THINGS TO DO.
(A) In the extract on 8086 addressing modes, which registers are valid as base or index registers?
(B) From the extract on 8086 addressing modes, quote the passage starting with "Bug: Both instructions" and going on through "target address 3000h.".

===== EXTRACT

Bug: Both instructions use [BP+04h] which defaults to SS (because BP is used). The first instruction correctly reads from SS:0054h (PA = 20054h). But the second instruction ALSO writes to SS:0054h — the programmer wanted to write to DS:3000h but used [BP+04h] again! This just reads and writes the same stack location. Fix: To write to the global at DS:3000h, use MOV [3000h], AX (direct addressing, defaults to DS). The programmer confused the effective address [BP+04h]=0054h with the target address 3000h.

Explain like I'm 5

Finding an address is like finding a house. The segment is like the city name — it tells you the big area. The base register is like the neighborhood. The index register is like the street number. The displacement is like the house number. You add them all up to get the exact location. If someone says 'use the ES city instead of the DS city,' that is a segment override — same street and house number, but in a completely different city!

Fun fact

The 8086 has an interesting limitation: you cannot use AX, CX, DX, or SP as base or index registers in addressing modes. Only BX, BP, SI, and DI are valid. This restriction exists because Intel only had 4 bits in the ModR/M byte encoding to specify the addressing mode — and only 8 combinations were enough to cover all useful patterns. Modern x86-64 removed this limitation with the REX prefix and SIB byte.

==========
===== INFORMATION PROVIDED

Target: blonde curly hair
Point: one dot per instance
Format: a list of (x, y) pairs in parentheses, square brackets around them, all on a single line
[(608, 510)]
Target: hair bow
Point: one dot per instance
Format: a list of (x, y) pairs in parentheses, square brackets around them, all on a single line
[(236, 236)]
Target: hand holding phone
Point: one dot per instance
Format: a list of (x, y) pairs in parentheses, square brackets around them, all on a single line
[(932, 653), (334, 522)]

==========
===== INFORMATION PROVIDED

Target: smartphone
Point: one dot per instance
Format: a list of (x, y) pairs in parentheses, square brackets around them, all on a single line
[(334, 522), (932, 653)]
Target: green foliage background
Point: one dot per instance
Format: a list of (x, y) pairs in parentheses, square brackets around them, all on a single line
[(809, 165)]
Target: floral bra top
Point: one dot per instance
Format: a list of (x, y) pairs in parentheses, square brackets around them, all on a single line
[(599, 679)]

==========

FULL SOLUTIONS.
(A) BX, BP, SI, and DI.

(B)
Bug: Both instructions use [BP+04h] which defaults to SS (because BP is used). The first instruction correctly reads from SS:0054h (PA = 20054h). But the second instruction ALSO writes to SS:0054h — the programmer wanted to write to DS:3000h but used [BP+04h] again! This just reads and writes the same stack location. Fix: To write to the global at DS:3000h, use MOV [3000h], AX (direct addressing, defaults to DS). The programmer confused the effective address [BP+04h]=0054h with the target address 3000h.